### EXERCISE AIM:
The answer should hold exactly the lines of the entries below from the one containing "of the string" through the last line, both included.

____ RECORDS FOR PROCESSING

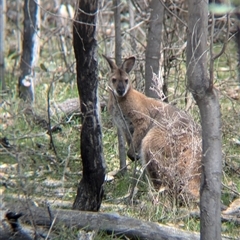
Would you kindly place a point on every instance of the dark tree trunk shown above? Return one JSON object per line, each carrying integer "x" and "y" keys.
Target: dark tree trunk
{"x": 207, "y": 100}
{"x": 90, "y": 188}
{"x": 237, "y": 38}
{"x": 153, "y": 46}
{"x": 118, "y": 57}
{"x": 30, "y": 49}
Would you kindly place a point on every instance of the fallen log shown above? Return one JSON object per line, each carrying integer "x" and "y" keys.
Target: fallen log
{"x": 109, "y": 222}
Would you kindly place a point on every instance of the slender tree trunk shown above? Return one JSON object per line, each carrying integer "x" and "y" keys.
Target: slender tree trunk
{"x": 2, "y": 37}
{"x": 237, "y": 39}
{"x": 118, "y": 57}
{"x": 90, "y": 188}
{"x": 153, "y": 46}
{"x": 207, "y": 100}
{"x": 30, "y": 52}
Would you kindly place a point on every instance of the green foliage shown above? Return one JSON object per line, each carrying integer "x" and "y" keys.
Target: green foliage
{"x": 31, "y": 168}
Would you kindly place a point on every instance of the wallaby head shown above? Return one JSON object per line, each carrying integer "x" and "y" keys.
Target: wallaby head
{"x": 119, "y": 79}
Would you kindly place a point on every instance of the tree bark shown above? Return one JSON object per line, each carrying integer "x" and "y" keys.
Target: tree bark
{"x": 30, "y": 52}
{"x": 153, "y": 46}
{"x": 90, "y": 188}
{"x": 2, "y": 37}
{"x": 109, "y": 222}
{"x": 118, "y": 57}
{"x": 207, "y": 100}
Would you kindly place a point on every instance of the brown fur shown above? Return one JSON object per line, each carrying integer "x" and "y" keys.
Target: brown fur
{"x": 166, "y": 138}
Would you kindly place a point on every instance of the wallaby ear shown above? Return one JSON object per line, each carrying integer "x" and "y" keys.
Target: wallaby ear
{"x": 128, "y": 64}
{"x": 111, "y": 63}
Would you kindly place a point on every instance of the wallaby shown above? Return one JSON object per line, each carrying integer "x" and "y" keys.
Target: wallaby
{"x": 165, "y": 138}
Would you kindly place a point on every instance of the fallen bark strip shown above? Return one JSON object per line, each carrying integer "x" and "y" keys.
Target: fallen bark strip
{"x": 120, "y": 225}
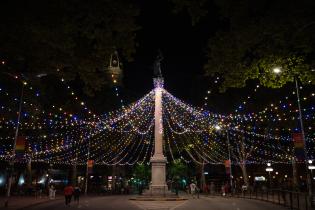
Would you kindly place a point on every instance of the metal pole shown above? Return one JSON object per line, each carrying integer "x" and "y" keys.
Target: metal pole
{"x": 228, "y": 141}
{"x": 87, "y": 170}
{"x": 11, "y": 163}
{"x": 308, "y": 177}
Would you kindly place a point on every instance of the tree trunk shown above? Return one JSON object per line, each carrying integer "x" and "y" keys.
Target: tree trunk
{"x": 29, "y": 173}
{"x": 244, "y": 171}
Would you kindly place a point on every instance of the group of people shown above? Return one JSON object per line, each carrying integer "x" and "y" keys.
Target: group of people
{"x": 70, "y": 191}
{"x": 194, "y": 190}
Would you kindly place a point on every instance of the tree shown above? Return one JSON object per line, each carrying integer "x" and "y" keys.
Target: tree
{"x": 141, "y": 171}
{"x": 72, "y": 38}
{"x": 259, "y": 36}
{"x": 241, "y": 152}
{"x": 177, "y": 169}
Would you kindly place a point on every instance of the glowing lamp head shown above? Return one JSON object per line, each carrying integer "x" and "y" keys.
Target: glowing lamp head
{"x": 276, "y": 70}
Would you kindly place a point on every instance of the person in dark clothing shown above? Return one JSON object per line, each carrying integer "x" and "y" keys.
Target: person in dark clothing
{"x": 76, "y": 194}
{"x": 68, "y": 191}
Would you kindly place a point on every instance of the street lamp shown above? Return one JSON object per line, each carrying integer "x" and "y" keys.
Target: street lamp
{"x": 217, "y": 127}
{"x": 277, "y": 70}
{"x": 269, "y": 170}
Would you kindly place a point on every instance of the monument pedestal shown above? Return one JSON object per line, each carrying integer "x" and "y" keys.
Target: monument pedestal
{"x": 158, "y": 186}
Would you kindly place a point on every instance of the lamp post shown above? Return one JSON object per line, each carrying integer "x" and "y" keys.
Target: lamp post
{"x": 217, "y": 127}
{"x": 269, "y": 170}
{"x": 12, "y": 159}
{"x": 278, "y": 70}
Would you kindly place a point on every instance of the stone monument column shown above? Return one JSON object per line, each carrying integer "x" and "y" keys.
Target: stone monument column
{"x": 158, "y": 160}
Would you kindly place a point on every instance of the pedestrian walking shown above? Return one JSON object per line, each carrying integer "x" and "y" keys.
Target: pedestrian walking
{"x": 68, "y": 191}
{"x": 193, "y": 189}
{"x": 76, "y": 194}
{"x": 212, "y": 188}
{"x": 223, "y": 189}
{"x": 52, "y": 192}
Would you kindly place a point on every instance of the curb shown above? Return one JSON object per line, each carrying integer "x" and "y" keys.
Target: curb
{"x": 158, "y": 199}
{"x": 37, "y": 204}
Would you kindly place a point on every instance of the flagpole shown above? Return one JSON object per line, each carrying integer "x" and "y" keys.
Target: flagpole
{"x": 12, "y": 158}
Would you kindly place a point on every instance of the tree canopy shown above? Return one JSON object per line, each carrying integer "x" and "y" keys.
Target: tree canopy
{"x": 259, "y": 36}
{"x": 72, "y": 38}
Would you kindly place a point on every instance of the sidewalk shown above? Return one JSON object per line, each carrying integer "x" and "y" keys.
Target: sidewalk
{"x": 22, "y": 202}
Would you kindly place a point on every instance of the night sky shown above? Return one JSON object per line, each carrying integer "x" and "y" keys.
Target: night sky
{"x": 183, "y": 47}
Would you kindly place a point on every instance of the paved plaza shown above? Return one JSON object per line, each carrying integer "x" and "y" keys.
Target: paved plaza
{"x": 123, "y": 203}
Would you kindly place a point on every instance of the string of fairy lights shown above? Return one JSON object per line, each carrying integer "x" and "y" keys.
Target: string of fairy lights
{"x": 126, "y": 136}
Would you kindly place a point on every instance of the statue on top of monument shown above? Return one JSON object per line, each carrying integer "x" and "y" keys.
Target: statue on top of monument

________

### RESULT FOR THIS EXERCISE:
Would you kindly place a point on every instance of the string of fairy lights shown above? Return one JSON object per line, each carrying integer "x" and "y" keys.
Target: string of fairy lights
{"x": 126, "y": 136}
Would you kindly place a point on every instance of the statue on top of monument shown above? Return one JSON object per line, each carrying integer "x" and "y" keys.
Target: statue on top of monument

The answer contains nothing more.